**PROBLEM DETAILS:** Extract every line of the data below that contains the word "camouflage".

**RECORD EXCERPTS:**
[Start]

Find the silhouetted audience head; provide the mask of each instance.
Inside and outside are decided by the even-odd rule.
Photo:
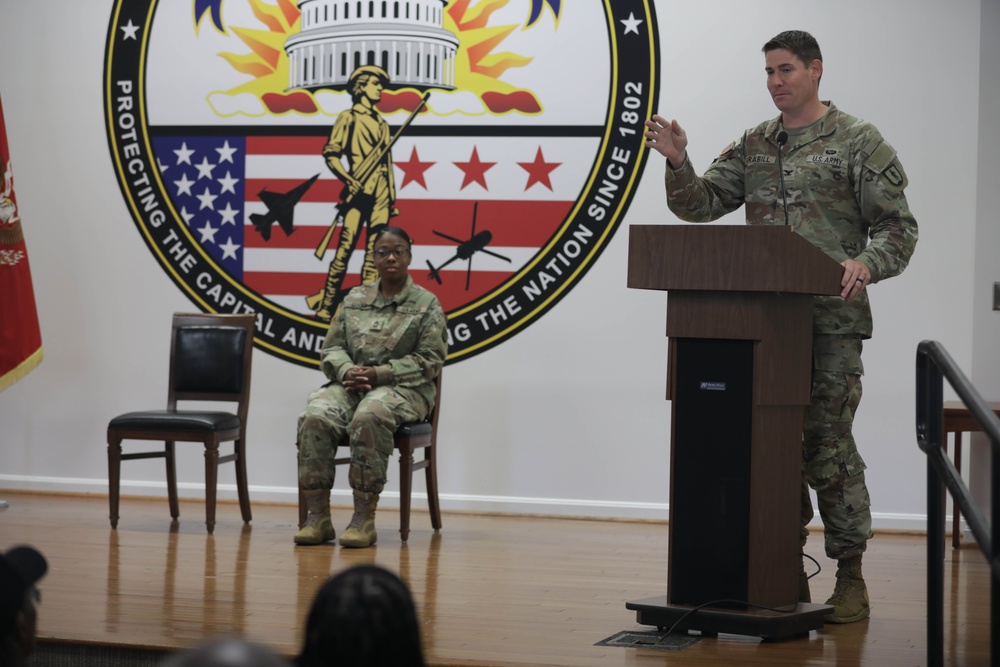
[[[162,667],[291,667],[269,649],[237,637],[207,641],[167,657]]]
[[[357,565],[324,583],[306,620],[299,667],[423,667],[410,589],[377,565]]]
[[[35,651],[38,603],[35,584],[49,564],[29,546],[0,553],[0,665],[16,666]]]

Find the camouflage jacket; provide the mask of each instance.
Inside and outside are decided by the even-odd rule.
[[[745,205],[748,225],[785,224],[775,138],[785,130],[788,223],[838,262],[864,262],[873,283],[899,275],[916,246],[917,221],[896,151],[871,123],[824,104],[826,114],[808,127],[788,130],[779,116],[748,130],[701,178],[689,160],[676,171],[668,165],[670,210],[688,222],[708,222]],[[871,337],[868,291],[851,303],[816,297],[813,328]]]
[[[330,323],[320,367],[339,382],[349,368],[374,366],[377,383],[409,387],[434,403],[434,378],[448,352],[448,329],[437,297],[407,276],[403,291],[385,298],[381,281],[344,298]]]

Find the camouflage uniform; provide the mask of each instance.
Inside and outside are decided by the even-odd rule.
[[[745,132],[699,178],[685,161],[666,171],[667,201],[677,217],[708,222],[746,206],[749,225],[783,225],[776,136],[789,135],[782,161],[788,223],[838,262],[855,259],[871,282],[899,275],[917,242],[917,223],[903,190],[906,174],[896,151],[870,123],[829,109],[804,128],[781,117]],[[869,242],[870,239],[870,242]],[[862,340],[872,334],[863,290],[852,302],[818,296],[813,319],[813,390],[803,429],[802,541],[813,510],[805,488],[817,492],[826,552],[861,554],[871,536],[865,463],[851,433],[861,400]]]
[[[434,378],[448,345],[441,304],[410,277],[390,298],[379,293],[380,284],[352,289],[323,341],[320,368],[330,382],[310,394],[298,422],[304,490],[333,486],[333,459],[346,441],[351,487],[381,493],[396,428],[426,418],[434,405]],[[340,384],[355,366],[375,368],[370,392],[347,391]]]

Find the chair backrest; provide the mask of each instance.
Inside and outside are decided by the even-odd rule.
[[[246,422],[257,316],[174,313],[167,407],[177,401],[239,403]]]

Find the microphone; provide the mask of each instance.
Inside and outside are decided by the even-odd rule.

[End]

**RESULT:**
Find the camouflage jacket; provide the mask of each instance.
Find the camouflage uniform; provide the mask of each instance.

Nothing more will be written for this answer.